Fragmento:

----------

Por otra parte, si bien desde que se estableció la tradición de las cinco sedes episcopales principales (la Pentarquía, que incluía los cinco centros primordiales de la cristiandad, afincados en Roma, Constantinopla, Jerusalén, Antioquía y Alejandría) siempre se le concedió a Roma una distinción especial como sede del solio de San Pedro, no es menos cierto que también se dieron complejas discusiones acerca de la superioridad doctrinal de las distintas sedes, que llevaron a excomuniones y separaciones desde los primeros siglos de la cristiandad (como sucedió en su momento con Alejandría, segregada de las demás y base del posterior cristianismo copto ortodoxo desde los tiempos del Concilio de Calcedonia en 451), y que estas discusiones se hicieron particularmente agudas luego del sometimiento del cercano Oriente, y con ello de Siria, Palestina y Egipto, por parte de las fuerzas del islam a partir del siglo VII, lo que dejó únicamente como centros principales de la cristiandad a Roma y a Constantinopla.

Además, este conflicto entre las dos capitales se vio agravado por el deseo de los gobernantes bizantinos de ser ellos los que ejercían su autoridad imperial sobre el patriarcado, nombrando a los obispos según su conveniencia e interviniendo en los asuntos doctrinales para imponer sus propios criterios, al contrario de lo que sucedía en Occidente, donde el papa pretendía erigirse como única cabeza de toda la cristiandad (el orbe) y reclamar para sí el acatamiento de todos los soberanos y reyes europeos, que no podían reclamar legitimidad para sus gobiernos si no contaban primero con la bendición del pontífice de Roma.

A este hecho se le puede asociar la controversia que surgió a principios del siglo VIII en torno a la veneración debida a las imágenes, que llevó a que en 730 el emperador León III Isaurio prohibiera el culto a las mismas bajo el argumento de que se estaba cayendo en prácticas idolátricas, además de que los monjes estaban usufructuando de manera indebida dicho culto, lo que desembocó en enfrentamientos con Roma y con algunos sectores monásticos y conservaduristas dentro del clero bizantino. Esta querella, inicialmente de tintes doctrinarios, evolucionó pronto hasta adquirir importantes dimensiones políticas y significó para Bizancio la pérdida de territorios de su imperio, así como la generación de alianzas y componendas que resultaron determinantes en la elección de los siguientes emperadores durante los próximos ciento cincuenta años.

----------

Tareas:
A: Según el fragmento sobre la disputa entre Roma y Constantinopla, explica en una a tres oraciones por qué el emperador León III Isaurio prohibió en 730 el culto a las imágenes.
B: Enumera las cinco sedes que, según el fragmento sobre la disputa entre Roma y Constantinopla, formaban la Pentarquía.
C: Escribe la continuación del fragmento sobre la disputa entre Roma y Constantinopla a partir de su última oración.

----------

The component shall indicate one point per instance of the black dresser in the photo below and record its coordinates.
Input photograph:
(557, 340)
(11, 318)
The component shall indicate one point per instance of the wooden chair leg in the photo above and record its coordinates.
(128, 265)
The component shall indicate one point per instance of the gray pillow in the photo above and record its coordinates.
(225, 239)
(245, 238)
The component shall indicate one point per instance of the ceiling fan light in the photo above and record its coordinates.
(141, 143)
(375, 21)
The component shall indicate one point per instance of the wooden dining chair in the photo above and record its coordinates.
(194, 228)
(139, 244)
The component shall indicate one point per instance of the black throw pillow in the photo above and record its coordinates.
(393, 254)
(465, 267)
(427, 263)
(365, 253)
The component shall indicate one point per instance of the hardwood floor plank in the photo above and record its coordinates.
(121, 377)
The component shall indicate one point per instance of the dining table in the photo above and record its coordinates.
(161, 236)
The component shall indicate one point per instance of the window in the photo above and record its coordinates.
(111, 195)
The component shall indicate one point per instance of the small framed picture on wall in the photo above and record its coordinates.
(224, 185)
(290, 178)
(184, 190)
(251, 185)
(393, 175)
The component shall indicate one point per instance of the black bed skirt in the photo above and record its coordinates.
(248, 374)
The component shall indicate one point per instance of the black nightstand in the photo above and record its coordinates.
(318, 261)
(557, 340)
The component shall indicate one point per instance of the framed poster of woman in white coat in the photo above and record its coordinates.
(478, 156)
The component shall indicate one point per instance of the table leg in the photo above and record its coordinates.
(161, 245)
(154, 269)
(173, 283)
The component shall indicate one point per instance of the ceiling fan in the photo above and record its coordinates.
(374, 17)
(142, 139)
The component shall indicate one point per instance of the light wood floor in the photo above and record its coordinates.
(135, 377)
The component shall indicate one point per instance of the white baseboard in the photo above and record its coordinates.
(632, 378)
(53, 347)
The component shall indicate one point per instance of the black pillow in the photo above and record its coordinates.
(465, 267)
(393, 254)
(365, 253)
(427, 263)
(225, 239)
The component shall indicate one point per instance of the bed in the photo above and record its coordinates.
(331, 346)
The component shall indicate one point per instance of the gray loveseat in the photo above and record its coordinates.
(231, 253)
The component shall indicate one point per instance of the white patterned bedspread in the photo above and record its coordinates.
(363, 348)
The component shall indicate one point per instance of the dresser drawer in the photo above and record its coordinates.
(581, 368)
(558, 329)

----------

Respuestas por punto:
A: León III Isaurio prohibió el culto a las imágenes con el argumento de que se estaba cayendo en prácticas idolátricas. Además, los monjes estaban usufructuando de manera indebida dicho culto.

B: Roma, Constantinopla, Jerusalén, Antioquía y Alejandría.

C:
Más aún, la querella iconoclasta contribuyó a profundizar las diferencias entre Oriente y Occidente, al punto de que ambos centros terminaron por desarrollar formas propias de espiritualidad y creencias particulares que definieron profundamente los caracteres de cada uno y un extrañamiento de las creencias del otro: mientras que en Oriente la preocupación giró principalmente en torno a los aspectos divinos del fenómeno cristiano, lo que devino en últimas en un cristianismo más místico y esotérico, en Occidente la doctrina se centró principalmente en el carácter humano de Jesucristo, su calidad de “Dios entre nosotros”, lo cual terminó por derivar hacia un cristianismo más práctico y cotidiano, despojado hasta cierto punto de sutilezas espiritualistas.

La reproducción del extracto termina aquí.